### EXTRAIT CITÉ
::::::::::

Ronald*, un journaliste de 31 ans, n’aurait jamais pensé que le fait d’avoir une mère américaine pourrait le placer sur le radar des autorités fiscales des États-Unis.

Voici son dilemme : ses parents, des immigrants coréens, ont obtenu la citoyenneté canadienne. Sa mère a obtenu la double citoyenneté américaine et canadienne lorsque la famille s’est installée au Texas, avant de déménager à Ottawa, où Ronald est né. Sur les conseils de ses parents, qui pensaient que cela améliorerait ses perspectives d’emploi, Ronald a également obtenu la double citoyenneté au cours de sa vingtaine, bien qu’il n’ait jamais vécu ni travaillé aux États-Unis.

« Mon seul lien avec les États-Unis se résumait à un passeport américain que j’utilisais pour faciliter mes déplacements en vacances, explique-t-il. Je n’ai jamais travaillé là-bas. »

Quelle ne fut donc pas sa surprise d’apprendre que toute « personne des États-Unis », même citoyenne d’un autre pays, doit s’acquitter de ses obligations fiscales auprès de l’IRS. Les États-Unis sont l’un des deux seuls pays où l’impôt est fondé sur la citoyenneté. Cela signifie que, même si vous n’avez jamais mis les pieds en sol américain, vous devez fournir une déclaration d’impôt à l’IRS et peut-être payer l’impôt américain si on vous considère comme une personne des États-Unis.

« J’étais estomaqué, explique Ronald. Je me considère comme Canadien et je ne savais pas que le fait de posséder cette double citoyenneté compliquerait à ce point ma situation fiscale. »

Après en avoir discuté avec son comptable, Ronald a commencé à remplir annuellement une déclaration de revenus américaine, accompagnée d’un rapport détaillé sur chacun de ses avoirs financiers. Qui plus est, puisqu’il avait travaillé un certain temps en Europe, il était également tenu de déclarer tout revenu antérieur et tout renseignement financier concernant son séjour à l’étranger.

Qui sont les personnes des États-Unis?

Selon le département d’État américain, environ 9 millions de personnes des États-Unis qui ne sont pas dans l’armée vivent actuellement à l’étranger. 1 Nombre de ces personnes ont obtenu la citoyenneté américaine à la naissance, car au moins un de leurs parents possédait lui-même la citoyenneté américaine. Ils n’ont pas eu à en faire la demande puisque la citoyenneté est accordée automatiquement en vertu de la loi. D’autres personnes sont nées aux États-Unis, mais ont quitté le pays durant leur enfance. Vous pouvez même avoir le statut de personne des États-Unis aux fins de l’impôt, simplement parce que vous avez passé un certain temps dans ce pays au cours des dernières années.

« Tout comme Ronald, beaucoup de gens ignorent que l’IRS peut vous considérer comme une personne des États-Unis même si vous n’avez pas de liens étroits avec ce pays, explique Nicole Ewing, directrice, Planification fiscale et successorale, Gestion de patrimoine TD. Si vous ignorez si vous avez ou non le statut de personne des États-Unis aux fins de l’impôt, consultez un spécialiste de la fiscalité dès que possible. »

::::::::::

### ENREGISTREMENTS FOURNIS
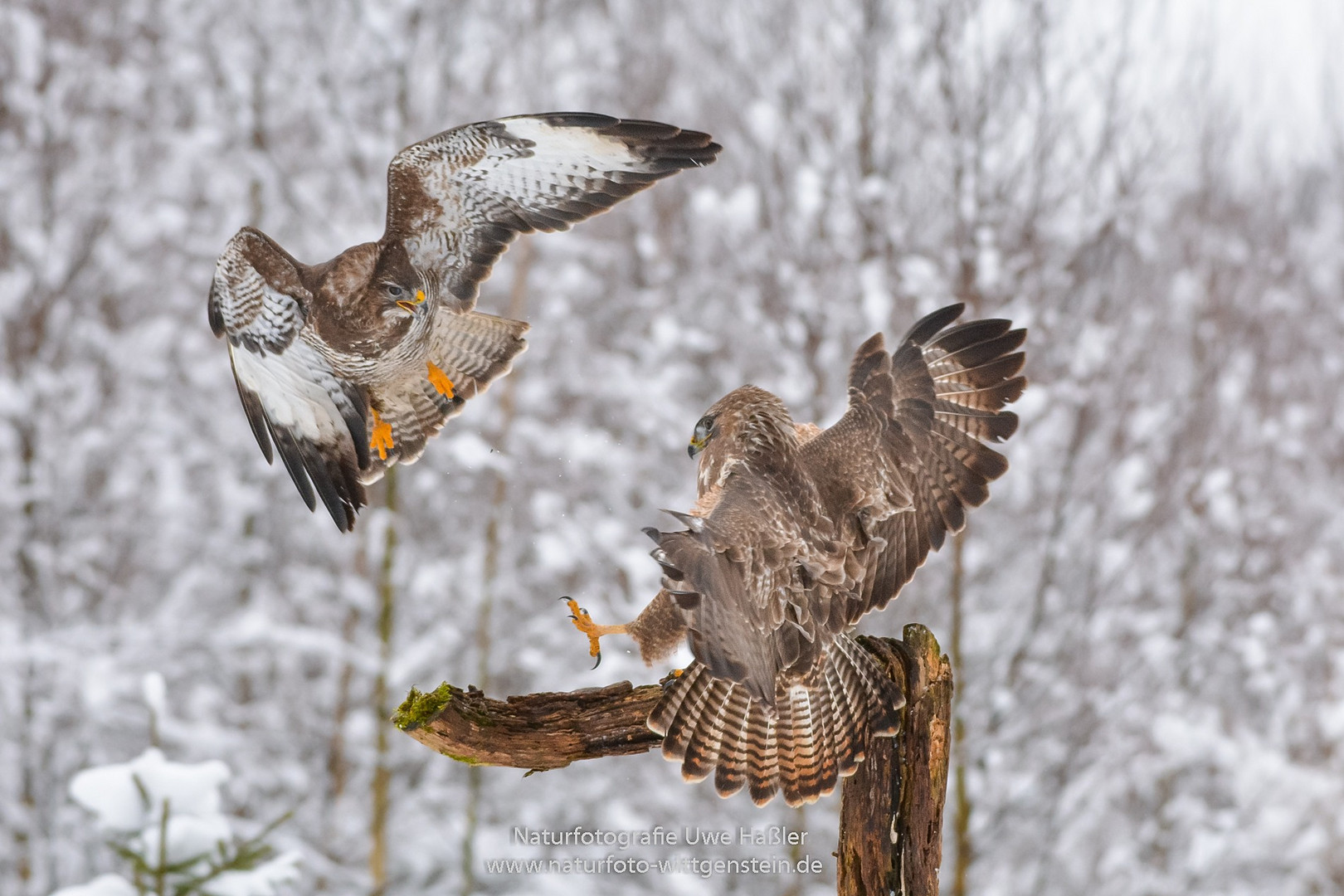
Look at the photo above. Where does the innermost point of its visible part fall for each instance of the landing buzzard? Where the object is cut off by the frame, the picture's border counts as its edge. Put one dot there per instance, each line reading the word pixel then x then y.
pixel 796 535
pixel 350 366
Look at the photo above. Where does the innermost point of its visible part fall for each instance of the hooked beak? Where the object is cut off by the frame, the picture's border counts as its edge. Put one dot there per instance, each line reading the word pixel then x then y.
pixel 409 305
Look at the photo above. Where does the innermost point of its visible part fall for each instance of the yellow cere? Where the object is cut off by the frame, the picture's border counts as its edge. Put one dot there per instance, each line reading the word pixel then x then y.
pixel 382 438
pixel 438 379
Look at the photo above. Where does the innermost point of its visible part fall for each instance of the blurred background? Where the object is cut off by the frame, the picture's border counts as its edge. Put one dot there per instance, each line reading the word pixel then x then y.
pixel 1147 620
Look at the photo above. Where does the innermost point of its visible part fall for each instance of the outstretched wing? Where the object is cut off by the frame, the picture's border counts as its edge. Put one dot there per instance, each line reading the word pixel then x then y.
pixel 463 356
pixel 942 397
pixel 459 199
pixel 293 398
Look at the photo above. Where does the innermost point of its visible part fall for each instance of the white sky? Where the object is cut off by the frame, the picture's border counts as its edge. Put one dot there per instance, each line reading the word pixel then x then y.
pixel 1281 62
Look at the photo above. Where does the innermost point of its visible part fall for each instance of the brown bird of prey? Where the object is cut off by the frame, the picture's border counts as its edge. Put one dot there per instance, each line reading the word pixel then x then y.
pixel 796 535
pixel 350 366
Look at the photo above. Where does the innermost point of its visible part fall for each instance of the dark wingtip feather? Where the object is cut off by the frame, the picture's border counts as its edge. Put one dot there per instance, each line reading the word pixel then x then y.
pixel 929 325
pixel 214 312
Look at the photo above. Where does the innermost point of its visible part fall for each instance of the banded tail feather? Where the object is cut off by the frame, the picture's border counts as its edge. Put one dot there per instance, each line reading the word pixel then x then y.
pixel 817 733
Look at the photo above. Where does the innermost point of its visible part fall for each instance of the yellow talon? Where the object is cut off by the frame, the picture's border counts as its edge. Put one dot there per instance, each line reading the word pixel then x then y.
pixel 438 379
pixel 583 622
pixel 382 437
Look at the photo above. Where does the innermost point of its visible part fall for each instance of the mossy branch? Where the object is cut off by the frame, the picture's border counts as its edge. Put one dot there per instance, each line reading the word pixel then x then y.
pixel 537 731
pixel 899 787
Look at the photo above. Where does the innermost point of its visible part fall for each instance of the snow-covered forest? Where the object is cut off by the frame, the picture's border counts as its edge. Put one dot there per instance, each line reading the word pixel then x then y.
pixel 1147 620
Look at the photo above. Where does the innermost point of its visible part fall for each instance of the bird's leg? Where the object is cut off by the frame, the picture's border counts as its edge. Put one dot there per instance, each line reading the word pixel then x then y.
pixel 583 622
pixel 381 438
pixel 438 379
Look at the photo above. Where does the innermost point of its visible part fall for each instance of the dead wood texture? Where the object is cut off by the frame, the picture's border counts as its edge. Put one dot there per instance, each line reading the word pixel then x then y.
pixel 890 809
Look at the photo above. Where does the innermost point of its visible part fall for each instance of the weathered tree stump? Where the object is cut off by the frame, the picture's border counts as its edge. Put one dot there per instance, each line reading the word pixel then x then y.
pixel 890 809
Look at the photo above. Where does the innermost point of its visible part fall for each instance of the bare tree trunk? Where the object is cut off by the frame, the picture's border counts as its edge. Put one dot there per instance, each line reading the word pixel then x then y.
pixel 382 774
pixel 891 807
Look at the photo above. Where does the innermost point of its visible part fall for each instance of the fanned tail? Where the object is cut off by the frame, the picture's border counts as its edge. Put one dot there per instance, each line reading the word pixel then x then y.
pixel 816 737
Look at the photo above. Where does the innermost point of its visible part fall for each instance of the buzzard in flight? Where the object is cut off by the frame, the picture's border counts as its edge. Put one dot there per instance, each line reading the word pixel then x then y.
pixel 796 535
pixel 350 366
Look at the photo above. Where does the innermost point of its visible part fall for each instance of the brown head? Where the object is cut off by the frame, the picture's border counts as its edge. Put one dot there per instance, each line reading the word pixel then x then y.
pixel 747 425
pixel 374 295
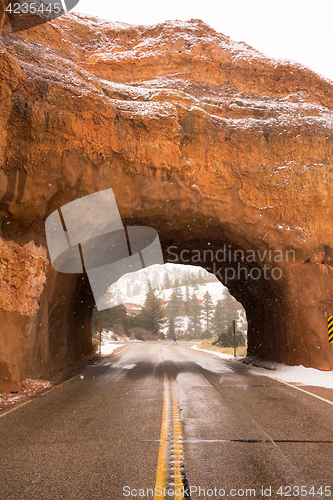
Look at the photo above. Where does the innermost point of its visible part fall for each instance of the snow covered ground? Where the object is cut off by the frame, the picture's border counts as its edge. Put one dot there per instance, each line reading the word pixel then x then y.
pixel 298 375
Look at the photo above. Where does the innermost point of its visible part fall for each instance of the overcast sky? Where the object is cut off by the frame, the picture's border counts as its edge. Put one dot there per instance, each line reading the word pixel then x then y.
pixel 300 30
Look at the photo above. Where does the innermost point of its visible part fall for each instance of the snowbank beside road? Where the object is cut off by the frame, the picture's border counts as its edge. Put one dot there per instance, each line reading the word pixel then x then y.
pixel 298 375
pixel 219 354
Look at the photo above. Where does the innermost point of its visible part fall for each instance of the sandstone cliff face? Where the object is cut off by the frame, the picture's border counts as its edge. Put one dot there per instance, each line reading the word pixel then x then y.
pixel 202 138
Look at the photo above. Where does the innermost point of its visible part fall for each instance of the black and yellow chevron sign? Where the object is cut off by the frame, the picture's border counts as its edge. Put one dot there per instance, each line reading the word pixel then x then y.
pixel 330 329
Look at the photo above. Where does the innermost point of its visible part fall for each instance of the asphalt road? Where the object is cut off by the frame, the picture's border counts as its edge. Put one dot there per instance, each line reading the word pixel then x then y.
pixel 161 418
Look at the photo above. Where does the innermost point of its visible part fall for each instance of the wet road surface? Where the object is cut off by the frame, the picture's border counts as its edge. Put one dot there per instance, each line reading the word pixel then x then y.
pixel 164 421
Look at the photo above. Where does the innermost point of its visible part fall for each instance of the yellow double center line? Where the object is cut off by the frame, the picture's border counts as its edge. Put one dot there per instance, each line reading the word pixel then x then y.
pixel 163 469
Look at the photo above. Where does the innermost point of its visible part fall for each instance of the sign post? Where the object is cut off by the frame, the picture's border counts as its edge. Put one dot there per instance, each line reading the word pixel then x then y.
pixel 100 324
pixel 234 334
pixel 330 329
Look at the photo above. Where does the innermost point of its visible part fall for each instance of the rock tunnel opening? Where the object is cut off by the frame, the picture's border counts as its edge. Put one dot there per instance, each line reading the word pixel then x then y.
pixel 195 306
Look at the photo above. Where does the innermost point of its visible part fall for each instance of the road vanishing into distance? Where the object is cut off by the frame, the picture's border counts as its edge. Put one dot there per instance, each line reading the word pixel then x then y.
pixel 159 421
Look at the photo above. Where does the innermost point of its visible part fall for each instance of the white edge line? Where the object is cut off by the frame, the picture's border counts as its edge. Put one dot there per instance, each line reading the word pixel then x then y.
pixel 122 350
pixel 278 380
pixel 299 389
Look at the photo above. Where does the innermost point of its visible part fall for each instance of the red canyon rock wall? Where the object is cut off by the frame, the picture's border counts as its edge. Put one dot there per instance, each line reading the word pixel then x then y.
pixel 206 140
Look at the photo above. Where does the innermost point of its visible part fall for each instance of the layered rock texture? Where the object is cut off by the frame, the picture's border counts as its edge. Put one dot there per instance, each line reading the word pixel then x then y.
pixel 207 140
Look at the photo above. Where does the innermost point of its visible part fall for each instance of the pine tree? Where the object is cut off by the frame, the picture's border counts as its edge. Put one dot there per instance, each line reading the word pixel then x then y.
pixel 173 310
pixel 187 300
pixel 194 326
pixel 208 308
pixel 151 315
pixel 218 322
pixel 226 339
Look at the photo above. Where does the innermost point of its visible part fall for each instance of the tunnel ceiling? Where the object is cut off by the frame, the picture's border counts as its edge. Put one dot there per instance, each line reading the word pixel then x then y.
pixel 206 140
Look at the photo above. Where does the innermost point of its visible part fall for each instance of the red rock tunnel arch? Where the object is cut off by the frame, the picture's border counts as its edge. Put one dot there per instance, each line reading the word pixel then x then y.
pixel 201 138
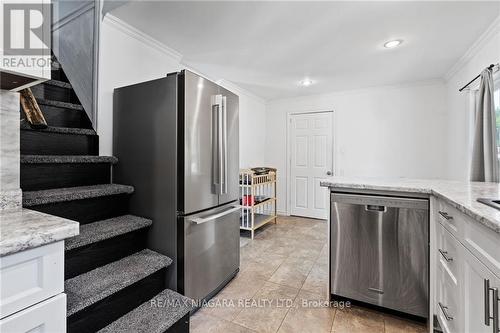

::::::::::

### CONSIGNES
**1.** D'après l'extrait sur la fiscalité américaine, dans quelle ville Ronald est-il né ?
**2.** Dans les enregistrements, reprends les lignes allant de celle qui contient « the yellow double » jusqu'à celle qui contient « pixel 163 469 », en renommant « center line » en « middle line ».
Le texte et les enregistrements n'ont aucun rapport entre eux.

### SOLUTIONS
**1.** À Ottawa.

**2.**
Look at the photo above. Where does the innermost point of its visible part fall for each instance of the yellow double middle line? Where the object is cut off by the frame, the picture's border counts as its edge. Put one dot there per instance, each line reading the word pixel then x then y.
pixel 163 469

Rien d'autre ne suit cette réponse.